§ **Task**: Rewrite the data below so that "field log" becomes "scouting record" wherever it occurs. Keep everything else the same.

# Start of Extracted data

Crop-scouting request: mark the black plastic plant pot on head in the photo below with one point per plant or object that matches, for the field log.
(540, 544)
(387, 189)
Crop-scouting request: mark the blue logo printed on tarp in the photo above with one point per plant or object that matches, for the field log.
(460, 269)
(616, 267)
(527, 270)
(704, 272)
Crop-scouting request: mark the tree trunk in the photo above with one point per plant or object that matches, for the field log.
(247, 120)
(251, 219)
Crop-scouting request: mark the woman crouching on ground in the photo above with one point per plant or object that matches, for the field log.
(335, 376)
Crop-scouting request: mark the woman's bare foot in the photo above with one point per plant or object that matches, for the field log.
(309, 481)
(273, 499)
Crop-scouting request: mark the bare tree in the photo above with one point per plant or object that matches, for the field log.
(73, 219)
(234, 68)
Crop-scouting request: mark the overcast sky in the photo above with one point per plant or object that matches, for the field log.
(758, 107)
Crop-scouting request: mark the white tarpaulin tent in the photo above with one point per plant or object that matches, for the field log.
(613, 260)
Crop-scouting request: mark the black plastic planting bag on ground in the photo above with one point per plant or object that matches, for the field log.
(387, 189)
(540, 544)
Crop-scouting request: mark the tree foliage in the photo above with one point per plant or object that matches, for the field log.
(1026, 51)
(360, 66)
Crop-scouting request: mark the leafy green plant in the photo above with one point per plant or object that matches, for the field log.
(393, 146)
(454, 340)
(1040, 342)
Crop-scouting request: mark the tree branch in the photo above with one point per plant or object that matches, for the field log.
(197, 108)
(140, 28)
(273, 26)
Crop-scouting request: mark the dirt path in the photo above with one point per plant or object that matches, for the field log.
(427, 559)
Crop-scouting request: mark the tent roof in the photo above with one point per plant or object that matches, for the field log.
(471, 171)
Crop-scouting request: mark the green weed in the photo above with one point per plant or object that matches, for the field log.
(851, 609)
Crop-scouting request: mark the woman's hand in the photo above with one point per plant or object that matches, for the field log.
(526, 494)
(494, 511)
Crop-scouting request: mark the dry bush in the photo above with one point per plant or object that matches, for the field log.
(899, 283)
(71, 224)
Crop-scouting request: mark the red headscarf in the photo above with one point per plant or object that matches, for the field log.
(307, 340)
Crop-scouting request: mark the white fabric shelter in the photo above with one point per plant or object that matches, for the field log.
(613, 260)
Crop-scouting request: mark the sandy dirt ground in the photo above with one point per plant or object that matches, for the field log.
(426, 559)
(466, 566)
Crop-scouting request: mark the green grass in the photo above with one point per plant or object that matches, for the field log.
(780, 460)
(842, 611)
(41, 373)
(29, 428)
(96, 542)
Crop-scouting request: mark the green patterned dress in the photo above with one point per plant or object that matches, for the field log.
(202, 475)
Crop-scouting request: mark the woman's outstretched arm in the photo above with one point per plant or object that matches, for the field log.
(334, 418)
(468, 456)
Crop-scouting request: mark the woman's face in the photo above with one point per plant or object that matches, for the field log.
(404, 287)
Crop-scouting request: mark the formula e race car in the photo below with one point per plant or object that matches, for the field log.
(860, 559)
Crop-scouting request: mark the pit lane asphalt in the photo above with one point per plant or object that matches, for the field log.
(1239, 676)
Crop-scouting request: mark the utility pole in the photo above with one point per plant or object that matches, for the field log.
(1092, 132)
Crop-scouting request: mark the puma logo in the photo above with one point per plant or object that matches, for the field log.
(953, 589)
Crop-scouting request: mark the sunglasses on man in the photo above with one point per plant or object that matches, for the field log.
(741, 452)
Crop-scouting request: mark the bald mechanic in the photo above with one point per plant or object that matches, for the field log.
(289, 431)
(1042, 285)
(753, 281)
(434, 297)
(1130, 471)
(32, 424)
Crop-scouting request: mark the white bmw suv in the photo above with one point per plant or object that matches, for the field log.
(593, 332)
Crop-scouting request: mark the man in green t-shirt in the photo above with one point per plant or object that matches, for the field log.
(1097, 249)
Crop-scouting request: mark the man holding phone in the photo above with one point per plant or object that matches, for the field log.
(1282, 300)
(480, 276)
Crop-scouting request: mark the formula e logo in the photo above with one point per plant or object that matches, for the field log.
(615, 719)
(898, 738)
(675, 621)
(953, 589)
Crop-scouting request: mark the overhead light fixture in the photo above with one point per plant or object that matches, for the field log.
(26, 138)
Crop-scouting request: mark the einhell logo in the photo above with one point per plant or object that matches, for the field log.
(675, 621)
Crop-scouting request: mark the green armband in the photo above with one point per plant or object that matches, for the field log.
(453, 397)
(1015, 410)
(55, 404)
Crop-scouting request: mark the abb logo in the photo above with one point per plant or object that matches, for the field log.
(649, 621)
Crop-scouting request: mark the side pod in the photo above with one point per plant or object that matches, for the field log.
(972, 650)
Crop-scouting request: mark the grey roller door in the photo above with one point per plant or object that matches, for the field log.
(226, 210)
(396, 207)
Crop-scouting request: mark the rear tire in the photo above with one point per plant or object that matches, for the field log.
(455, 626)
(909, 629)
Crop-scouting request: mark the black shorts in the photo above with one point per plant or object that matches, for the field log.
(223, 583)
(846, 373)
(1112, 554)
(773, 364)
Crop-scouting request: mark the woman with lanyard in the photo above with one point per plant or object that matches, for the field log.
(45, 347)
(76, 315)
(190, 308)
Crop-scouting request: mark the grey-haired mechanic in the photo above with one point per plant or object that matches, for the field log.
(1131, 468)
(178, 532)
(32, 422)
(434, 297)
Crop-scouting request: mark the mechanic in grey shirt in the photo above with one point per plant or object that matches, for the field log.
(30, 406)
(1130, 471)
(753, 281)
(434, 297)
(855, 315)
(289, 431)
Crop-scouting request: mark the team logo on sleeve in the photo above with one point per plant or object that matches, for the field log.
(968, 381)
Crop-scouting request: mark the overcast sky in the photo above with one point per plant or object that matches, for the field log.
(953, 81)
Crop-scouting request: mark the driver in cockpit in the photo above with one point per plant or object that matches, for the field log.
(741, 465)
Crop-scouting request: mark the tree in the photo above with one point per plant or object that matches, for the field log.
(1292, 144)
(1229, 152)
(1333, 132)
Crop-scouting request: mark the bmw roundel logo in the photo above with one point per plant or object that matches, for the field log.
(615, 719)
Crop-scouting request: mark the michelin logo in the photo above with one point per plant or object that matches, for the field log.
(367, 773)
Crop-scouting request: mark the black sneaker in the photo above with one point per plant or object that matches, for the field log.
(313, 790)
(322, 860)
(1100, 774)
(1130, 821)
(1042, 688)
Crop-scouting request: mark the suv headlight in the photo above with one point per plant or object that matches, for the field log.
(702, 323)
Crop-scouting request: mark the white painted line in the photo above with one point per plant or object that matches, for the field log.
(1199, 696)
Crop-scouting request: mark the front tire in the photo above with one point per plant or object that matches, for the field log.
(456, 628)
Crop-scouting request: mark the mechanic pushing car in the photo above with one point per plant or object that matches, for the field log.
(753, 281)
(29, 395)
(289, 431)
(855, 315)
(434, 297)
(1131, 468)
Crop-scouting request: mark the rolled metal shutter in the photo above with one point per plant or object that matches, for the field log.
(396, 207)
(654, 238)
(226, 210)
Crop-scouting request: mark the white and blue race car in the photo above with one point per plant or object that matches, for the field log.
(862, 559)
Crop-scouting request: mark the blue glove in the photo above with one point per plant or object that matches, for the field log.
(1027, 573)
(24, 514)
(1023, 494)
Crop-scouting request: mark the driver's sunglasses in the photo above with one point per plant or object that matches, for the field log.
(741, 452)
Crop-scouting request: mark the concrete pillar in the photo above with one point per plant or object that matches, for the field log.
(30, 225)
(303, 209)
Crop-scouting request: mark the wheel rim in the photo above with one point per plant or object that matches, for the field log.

# End of Extracted data

§ **Finished task**:
Crop-scouting request: mark the black plastic plant pot on head in the photo below with one point per plant or object that matches, for the scouting record.
(540, 544)
(387, 189)
Crop-scouting request: mark the blue logo printed on tarp in the photo above with one point per plant or object that matches, for the scouting record.
(460, 269)
(616, 267)
(527, 270)
(704, 272)
Crop-scouting request: mark the tree trunk in the photo above with one point per plant or object that matches, for the scouting record.
(247, 120)
(251, 219)
Crop-scouting request: mark the woman crouching on ground in the photo above with one point per plant or object that matches, for the scouting record.
(335, 376)
Crop-scouting request: mark the woman's bare foot in the photo above with one point per plant or object that matches, for the scouting record.
(309, 481)
(273, 499)
Crop-scouting request: mark the bare tree in the photo above with one point per plant or object that matches, for the scouting record.
(73, 219)
(234, 68)
Crop-scouting request: mark the overcast sky in the photo above with one point per plant or object that matches, for the scouting record.
(758, 107)
Crop-scouting request: mark the white tarpaulin tent in the photo above with one point per plant or object that matches, for the scouting record.
(613, 260)
Crop-scouting request: mark the black plastic planting bag on ground in the photo above with one point per plant or object that matches, for the scouting record.
(387, 189)
(540, 544)
Crop-scouting request: mark the tree foliage in the photo above with one point per plant or object that matches, for the scouting record.
(1026, 51)
(360, 66)
Crop-scouting request: mark the leafy green plant in the photo above with one point per plant or object that matches, for the scouting record.
(393, 146)
(454, 340)
(1040, 342)
Crop-scouting request: mark the tree branch in the photo above with one point per plant or object that matches, for the scouting record.
(197, 108)
(140, 28)
(273, 26)
Crop-scouting request: mark the dirt path in the photo above with one point per plant or object that matches, for the scouting record.
(427, 559)
Crop-scouting request: mark the tent roof in the photo above with one point per plant or object that matches, for the scouting record.
(471, 171)
Crop-scouting request: mark the green weed in the photo above with one point per plant or object that matches, for the scouting record.
(851, 609)
Crop-scouting request: mark the woman's hand in the photo above with one point per plant or object that matches, for the scouting record.
(526, 494)
(494, 511)
Crop-scouting request: mark the dry bush in the photo above with one point per plant or object that matches, for the scouting record.
(899, 283)
(71, 224)
Crop-scouting request: mark the red headscarf in the photo above with one point per plant or object that matches, for the scouting record.
(307, 340)
Crop-scouting request: mark the white fabric shelter in the photo above with one point per plant or object that matches, for the scouting record.
(613, 260)
Crop-scouting request: mark the sandy dirt ground in the photo above with one point per plant or object that matches, for the scouting record.
(426, 559)
(466, 566)
Crop-scouting request: mark the green grass in the photo above with one point per plant or object that matches, for the scouting record.
(780, 460)
(842, 611)
(41, 373)
(29, 428)
(96, 542)
Crop-scouting request: mark the green patterned dress in the photo above with one point per plant or object that matches, for the scouting record.
(202, 475)
Crop-scouting request: mark the woman's outstretched arm in the photo above with one point per plant or object that matches, for the scouting record.
(334, 418)
(468, 456)
Crop-scouting request: mark the woman's face in the photo above with one point per plant or object that matches, for the scouting record.
(404, 287)
Crop-scouting request: mark the formula e race car in the photo below with one point per plant or object that matches, for the scouting record.
(860, 559)
Crop-scouting request: mark the pit lane asphalt in the photo above with one point per plant or object that matches, for the scouting record.
(1239, 676)
Crop-scouting request: mark the utility pole in the photo above with one point per plant or object that matches, for the scouting record.
(1092, 132)
Crop-scouting request: mark the puma logo in the photo above with one point per plant or object that matches, for the scouting record.
(953, 589)
Crop-scouting request: mark the sunglasses on man in the photo above with one point per plant or object that matches, for the scouting record.
(741, 452)
Crop-scouting request: mark the bald mechanic in the photo above with one point per plant or object that matches, for the scouting record.
(289, 431)
(1042, 285)
(753, 281)
(434, 297)
(1130, 471)
(32, 424)
Crop-scouting request: mark the white bmw suv in the photo above with one point per plant or object that matches, for the scouting record.
(593, 332)
Crop-scouting request: mark the man in green t-shirt in the photo above with one point per plant or object that matches, for the scouting record.
(1097, 249)
Crop-scouting request: mark the man holding phone in the photo above with one point per plant or object that matches, for the scouting record.
(1282, 300)
(480, 276)
Crop-scouting request: mark the formula e logo in the photo above with one point per plant or object that matches, for the scouting record.
(615, 719)
(898, 738)
(675, 621)
(953, 589)
Crop-scouting request: mark the overhead light fixture in the photo above with one point per plant or object that matches, for the scouting record.
(26, 138)
Crop-scouting request: mark the einhell logo in the photo above with one point per plant or object that matches, for the scouting record.
(675, 621)
Crop-scouting request: mark the green armband in the photo above with one point per plant or object that matches, for the scouting record.
(453, 397)
(1015, 410)
(55, 404)
Crop-scouting request: mark the abb logo in the photo above with one point per plant or object that matches, for the scouting record.
(649, 621)
Crop-scouting request: mark the side pod in the photo above with one point per plant or object that matches, for the scouting record.
(972, 650)
Crop-scouting request: mark the grey roller door in the photo above with one point per plant or object that matches, for the scouting record.
(226, 210)
(396, 207)
Crop-scouting request: mark the rear tire in the photo above with one point per plant or object that matches, for the scouting record.
(455, 626)
(909, 629)
Crop-scouting request: mark the black shorts in the photo above with one point per plant or object that matches, for the scouting record.
(223, 583)
(846, 373)
(1112, 554)
(773, 364)
Crop-scouting request: mark the woman with lanyard in the photo above with one point per plant or object that matches, for the scouting record.
(45, 347)
(76, 315)
(190, 308)
Crop-scouting request: mark the grey-haired mechanic in the photo above with one point per plant or object that matches, for the scouting record.
(1131, 468)
(178, 532)
(32, 422)
(434, 297)
Crop-scouting request: mark the mechanic in grey shirt in the photo above with one point per plant or object that matches, for the scouting record.
(30, 406)
(1130, 471)
(753, 281)
(434, 297)
(855, 315)
(289, 431)
Crop-scouting request: mark the team logo on sleeve in the photo above with one point per plant or object that matches, for the scouting record.
(968, 381)
Crop-scouting request: mark the overcast sky in the photo above with one point per plant or object that matches, for the scouting record.
(953, 81)
Crop-scouting request: mark the driver in cockpit in the photo above with one point per plant or object that matches, for the scouting record.
(741, 465)
Crop-scouting request: mark the tree in the photo above with one point per plant or object that matches, for the scouting record.
(1292, 144)
(1229, 152)
(1333, 132)
Crop-scouting request: mark the bmw roundel logo in the photo above with one point per plant or object that matches, for the scouting record.
(615, 719)
Crop-scouting request: mark the michelin logo in the photo above with one point per plant or object that matches, for the scouting record.
(367, 773)
Crop-scouting request: mark the black sneaker in the photo above with one point per plant or object that matches, for the scouting record.
(313, 790)
(322, 860)
(1100, 774)
(1130, 821)
(1042, 688)
Crop-scouting request: mark the suv headlight in the photo above with one point per plant or object that matches, for the scouting record.
(702, 323)
Crop-scouting request: mark the white painted line in the photo above with one point per plant or object that matches, for the scouting record.
(1199, 696)
Crop-scouting request: mark the front tire in the photo above with one point per plant or object that matches, for the scouting record.
(456, 628)
Crop-scouting request: mark the mechanic pushing car in the photo above with one point per plant or object that matches, for the scouting record.
(753, 281)
(29, 395)
(289, 431)
(855, 315)
(434, 297)
(1131, 468)
Crop-scouting request: mark the rolled metal shutter in the photo above with one point per plant or object that matches, for the scouting record.
(396, 207)
(654, 238)
(226, 210)
Crop-scouting request: mark the white and blue race car in the photo above with one point per plant or object that matches, for the scouting record.
(862, 559)
Crop-scouting request: mark the blue glove in the photo above with one point per plant or object that matches, for the scouting record.
(1027, 573)
(24, 514)
(1023, 494)
Crop-scouting request: mark the driver's sunglasses in the photo above with one point per plant or object that matches, for the scouting record.
(741, 452)
Crop-scouting request: mark the concrete pillar in the photo above with one point per plant or object that matches, for the scouting record.
(30, 225)
(303, 209)
Crop-scouting request: mark the wheel rim in the photo above with one point per plant or object that matches, for the scouting record.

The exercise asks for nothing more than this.